**WRITTEN EXERCISE**
Render the items from the start through the line containing "point(315, 137)" as a numbered list, leaving out blank lines.

################

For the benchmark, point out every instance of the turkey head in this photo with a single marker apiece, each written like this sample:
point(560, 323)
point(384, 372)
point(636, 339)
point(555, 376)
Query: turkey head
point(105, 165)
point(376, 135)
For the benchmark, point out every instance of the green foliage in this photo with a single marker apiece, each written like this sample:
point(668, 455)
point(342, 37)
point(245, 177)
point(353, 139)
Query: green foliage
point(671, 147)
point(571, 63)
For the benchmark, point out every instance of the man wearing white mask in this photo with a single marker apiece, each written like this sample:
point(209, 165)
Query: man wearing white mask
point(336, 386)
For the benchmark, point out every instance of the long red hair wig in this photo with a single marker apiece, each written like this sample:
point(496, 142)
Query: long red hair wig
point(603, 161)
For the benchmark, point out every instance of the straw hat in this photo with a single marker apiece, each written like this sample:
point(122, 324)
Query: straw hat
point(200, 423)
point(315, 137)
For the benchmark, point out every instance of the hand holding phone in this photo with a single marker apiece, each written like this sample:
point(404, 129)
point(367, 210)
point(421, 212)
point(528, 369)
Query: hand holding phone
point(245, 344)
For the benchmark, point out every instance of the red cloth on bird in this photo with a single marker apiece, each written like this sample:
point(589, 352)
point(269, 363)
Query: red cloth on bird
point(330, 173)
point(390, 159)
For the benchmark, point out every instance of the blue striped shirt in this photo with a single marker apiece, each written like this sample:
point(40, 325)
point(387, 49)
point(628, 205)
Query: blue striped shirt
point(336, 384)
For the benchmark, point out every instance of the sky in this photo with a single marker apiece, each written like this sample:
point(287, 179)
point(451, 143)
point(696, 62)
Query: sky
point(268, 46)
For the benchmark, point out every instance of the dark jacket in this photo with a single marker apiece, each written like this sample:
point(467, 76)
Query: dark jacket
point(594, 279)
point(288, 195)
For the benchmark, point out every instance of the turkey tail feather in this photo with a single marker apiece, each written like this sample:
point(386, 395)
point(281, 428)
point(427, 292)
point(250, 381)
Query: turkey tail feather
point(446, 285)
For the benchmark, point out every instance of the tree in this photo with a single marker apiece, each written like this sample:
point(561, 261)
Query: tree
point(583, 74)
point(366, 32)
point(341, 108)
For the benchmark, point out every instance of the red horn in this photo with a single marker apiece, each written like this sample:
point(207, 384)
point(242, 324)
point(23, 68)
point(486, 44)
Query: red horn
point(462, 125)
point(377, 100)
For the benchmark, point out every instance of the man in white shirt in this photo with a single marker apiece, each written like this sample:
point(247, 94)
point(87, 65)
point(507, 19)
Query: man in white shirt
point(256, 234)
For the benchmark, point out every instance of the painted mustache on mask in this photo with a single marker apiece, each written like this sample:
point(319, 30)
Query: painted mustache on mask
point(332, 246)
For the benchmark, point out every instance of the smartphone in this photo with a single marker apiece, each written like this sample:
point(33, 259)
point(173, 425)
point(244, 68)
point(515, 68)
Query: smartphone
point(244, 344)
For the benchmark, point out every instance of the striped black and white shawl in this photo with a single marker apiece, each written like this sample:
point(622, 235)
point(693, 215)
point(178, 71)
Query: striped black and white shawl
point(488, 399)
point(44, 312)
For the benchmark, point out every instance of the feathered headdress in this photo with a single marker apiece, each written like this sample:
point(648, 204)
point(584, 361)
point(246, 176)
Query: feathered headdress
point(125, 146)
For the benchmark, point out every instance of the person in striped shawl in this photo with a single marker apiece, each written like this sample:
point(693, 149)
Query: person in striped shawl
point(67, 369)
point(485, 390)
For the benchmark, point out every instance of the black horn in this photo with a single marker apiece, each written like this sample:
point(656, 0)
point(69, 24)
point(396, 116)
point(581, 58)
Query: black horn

################

**RESPONSE TO THIS TASK**
1. For the benchmark, point out every instance of the turkey head in this photo with a single marker apiece, each written like this sample:
2. point(560, 323)
3. point(384, 372)
4. point(636, 339)
5. point(555, 376)
6. Query: turkey head
7. point(105, 165)
8. point(376, 135)
9. For the benchmark, point out every instance of the green foliage in this photo with a single marker apiece, each written like this sample:
10. point(668, 455)
11. point(342, 37)
12. point(245, 177)
13. point(353, 139)
14. Query: green foliage
15. point(671, 147)
16. point(571, 63)
17. For the benchmark, point out every instance of the man wearing white mask in this photo with a single marker apiece, each written like this sample:
18. point(209, 165)
19. Query: man wearing white mask
20. point(336, 386)
21. For the benchmark, point out every instance of the long red hair wig in this photo with a single marker apiece, each written like this sample:
22. point(496, 142)
23. Query: long red hair wig
24. point(603, 161)
25. For the benchmark, point out every instance of the straw hat in this photo with a single marker apiece, each written like this sample:
26. point(122, 324)
27. Query: straw hat
28. point(200, 423)
29. point(315, 137)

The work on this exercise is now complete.